### EXERCISE PASSAGE

Close up photo of rose hips
Rosehips contain active galactolipids that can help relieve joint pain [Image: Morn the Gorn - Wikimedia Commons]

For joint pain rosehip powder brings superior relief

30 July, 2013

Natural Health News — A new analysis has shown that rosehip powder may relieve joint pain better than glucosamine hydrochloride.

This research study involved a meta-analysis of placebo-controlled studies of the two treatments in OA joint pain. The results were revealed earlier this year at the World Congress on Osteoarthritis in Montreal, Quebec.

The results of this major review of evidence showed that rose-hip powder containing the galactolipid substance known as GOPO is a more effective treatment for osteoarthritis (OA) than glucosamine hydrochloride.

The conclusions add weight to the argument that rosehip powder is a potent and effective natural alternative to both glucosamine and anti-inflammatory painkillers in OA.

### INFORMATION SHOWN
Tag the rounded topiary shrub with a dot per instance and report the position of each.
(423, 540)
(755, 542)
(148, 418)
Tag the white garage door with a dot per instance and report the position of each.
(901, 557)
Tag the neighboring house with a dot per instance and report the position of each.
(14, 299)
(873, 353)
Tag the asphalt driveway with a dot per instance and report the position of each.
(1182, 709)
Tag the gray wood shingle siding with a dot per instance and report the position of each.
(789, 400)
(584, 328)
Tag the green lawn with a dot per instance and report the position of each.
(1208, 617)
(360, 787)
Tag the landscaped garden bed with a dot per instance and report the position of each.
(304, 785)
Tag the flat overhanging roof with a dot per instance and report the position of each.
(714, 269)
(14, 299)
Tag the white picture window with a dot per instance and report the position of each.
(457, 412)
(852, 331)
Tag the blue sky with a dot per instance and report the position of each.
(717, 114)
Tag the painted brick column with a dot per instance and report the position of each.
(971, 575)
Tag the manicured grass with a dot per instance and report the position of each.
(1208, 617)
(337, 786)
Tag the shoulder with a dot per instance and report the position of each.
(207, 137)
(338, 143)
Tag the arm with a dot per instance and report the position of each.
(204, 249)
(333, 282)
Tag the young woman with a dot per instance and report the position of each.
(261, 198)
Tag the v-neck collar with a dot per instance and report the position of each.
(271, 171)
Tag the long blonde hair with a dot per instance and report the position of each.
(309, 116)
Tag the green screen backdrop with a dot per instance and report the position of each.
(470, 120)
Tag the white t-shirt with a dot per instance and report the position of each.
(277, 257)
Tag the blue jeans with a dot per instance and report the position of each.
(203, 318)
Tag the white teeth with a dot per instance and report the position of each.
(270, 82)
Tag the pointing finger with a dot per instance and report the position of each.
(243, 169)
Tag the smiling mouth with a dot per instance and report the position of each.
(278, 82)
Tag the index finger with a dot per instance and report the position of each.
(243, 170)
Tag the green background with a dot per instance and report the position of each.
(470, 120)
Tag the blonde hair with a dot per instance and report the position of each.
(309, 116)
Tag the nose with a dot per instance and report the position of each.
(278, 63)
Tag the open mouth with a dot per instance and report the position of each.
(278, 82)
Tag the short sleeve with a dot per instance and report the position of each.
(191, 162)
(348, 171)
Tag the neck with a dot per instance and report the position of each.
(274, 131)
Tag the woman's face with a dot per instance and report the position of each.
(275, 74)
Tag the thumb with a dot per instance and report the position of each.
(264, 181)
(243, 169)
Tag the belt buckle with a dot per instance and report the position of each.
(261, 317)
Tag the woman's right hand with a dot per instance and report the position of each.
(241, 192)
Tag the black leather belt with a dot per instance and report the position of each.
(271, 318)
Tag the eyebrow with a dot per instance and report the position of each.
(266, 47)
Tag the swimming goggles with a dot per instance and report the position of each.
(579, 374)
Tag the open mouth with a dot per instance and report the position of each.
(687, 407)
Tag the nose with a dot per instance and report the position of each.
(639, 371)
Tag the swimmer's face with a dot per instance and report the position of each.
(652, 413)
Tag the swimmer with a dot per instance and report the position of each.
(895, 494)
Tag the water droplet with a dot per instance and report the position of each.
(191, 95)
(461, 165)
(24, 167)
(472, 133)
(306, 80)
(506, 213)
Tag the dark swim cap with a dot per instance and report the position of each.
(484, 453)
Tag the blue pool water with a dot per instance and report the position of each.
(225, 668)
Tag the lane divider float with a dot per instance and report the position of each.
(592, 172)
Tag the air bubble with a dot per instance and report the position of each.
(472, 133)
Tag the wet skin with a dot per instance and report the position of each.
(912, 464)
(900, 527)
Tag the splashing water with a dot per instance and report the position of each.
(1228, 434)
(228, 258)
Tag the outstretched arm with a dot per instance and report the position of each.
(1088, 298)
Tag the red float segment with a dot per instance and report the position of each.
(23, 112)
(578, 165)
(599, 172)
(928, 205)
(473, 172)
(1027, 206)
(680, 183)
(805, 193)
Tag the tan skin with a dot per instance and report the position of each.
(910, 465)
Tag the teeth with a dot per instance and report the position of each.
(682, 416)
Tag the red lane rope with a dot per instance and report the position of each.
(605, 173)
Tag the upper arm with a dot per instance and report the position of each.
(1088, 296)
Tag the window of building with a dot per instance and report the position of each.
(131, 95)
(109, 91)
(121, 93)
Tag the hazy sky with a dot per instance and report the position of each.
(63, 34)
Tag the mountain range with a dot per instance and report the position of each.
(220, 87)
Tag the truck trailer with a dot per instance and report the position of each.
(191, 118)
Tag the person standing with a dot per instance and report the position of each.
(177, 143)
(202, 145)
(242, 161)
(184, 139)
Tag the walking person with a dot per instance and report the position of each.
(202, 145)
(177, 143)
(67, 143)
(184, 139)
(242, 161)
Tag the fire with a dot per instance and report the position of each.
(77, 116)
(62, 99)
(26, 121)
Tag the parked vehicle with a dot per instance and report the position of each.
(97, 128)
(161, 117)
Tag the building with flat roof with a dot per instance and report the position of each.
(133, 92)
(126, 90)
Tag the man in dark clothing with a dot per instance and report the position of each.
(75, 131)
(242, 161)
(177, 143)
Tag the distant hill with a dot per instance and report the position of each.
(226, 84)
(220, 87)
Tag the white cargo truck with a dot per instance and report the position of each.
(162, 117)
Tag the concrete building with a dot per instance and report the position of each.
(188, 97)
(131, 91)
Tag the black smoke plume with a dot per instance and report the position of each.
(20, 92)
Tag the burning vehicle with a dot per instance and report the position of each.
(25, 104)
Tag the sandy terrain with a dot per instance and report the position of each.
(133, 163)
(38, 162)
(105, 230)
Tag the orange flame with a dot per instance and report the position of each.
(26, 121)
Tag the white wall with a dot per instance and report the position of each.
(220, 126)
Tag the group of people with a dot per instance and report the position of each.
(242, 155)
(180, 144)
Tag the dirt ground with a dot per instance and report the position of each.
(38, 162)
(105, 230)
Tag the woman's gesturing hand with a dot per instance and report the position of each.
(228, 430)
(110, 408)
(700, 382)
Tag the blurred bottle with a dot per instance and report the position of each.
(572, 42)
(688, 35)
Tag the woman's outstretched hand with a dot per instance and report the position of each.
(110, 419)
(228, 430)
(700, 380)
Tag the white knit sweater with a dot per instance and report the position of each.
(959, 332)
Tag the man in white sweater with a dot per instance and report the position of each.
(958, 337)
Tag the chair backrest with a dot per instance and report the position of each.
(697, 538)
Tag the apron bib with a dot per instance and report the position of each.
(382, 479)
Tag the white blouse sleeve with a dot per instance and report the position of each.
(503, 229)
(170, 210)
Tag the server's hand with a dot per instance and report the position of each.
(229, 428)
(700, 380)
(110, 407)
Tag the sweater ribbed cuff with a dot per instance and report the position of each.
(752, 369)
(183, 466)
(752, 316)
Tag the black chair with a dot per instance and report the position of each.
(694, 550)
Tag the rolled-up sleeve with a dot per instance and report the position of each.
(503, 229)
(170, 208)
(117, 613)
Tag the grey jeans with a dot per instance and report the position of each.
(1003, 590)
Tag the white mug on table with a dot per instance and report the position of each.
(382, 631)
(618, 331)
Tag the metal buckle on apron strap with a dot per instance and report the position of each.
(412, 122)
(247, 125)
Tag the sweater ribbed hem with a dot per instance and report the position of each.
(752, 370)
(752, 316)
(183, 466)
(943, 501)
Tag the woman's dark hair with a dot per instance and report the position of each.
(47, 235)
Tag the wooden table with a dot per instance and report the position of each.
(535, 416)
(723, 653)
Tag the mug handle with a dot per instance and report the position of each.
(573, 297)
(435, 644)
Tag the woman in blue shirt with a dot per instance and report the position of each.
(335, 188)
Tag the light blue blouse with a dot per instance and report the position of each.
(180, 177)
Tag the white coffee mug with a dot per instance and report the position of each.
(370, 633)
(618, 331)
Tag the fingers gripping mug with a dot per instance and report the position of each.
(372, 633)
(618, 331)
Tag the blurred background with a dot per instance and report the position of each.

### DIRECTIONS FOR THIS TASK
Carry on the news piece about rosehip powder for joint pain, starting right after its final sentence.

### ANSWER TO THIS EXERCISE
Comparing evidence

The research team from Frederiksberg Hospital in Copenhagen, Denmark – led by Associate Professor of Statistics in Medicine, Dr Robin Christensen – used a meta-analysis technique to compare the effect sizes reported in all placebo-controlled studies of glucosamine hydrochloride or a specialised preparation of rose-hip powder containing the galactolipid substance, GOPO, in patients with painful OA of the joints.

The three studies included in the glucosamine analysis (involving 933 patients) consistently showed no clinical effect, whereas the three studies using a specialized rose-hip powder (involving 287 patients) showed a consistent and significant clinical improvement compared to placebo.

When the estimated difference in efficacy of glucosamine hydrochloride and rose-hip powder was analysed using the recommended Bucher approach, a highly statistically significant difference was found in favour of the specialized rose-hip product.

Glucosamine controversy

The use of glucosamine in the treatment of OA remains controversial. Many placebo-controlled studies have produced negative results, and previous meta-analyses have led experts to conclude that glucosamine hydrochloride is ineffective in OA at the widely-used dose of 500 mg three times a day.

However, despite the fact that the UK’s National Institute for Health and Clinical Excellence (NICE) does not recommend glucosamine as a treatment for OA, many patients still use the supplement  and are paying around £10 per month or more to buy glucosamine over the counter.

Many primary care trusts (PCTs) in the UK continue to fund glucosamine prescriptions, despite a lack of clear evidence for its benefits.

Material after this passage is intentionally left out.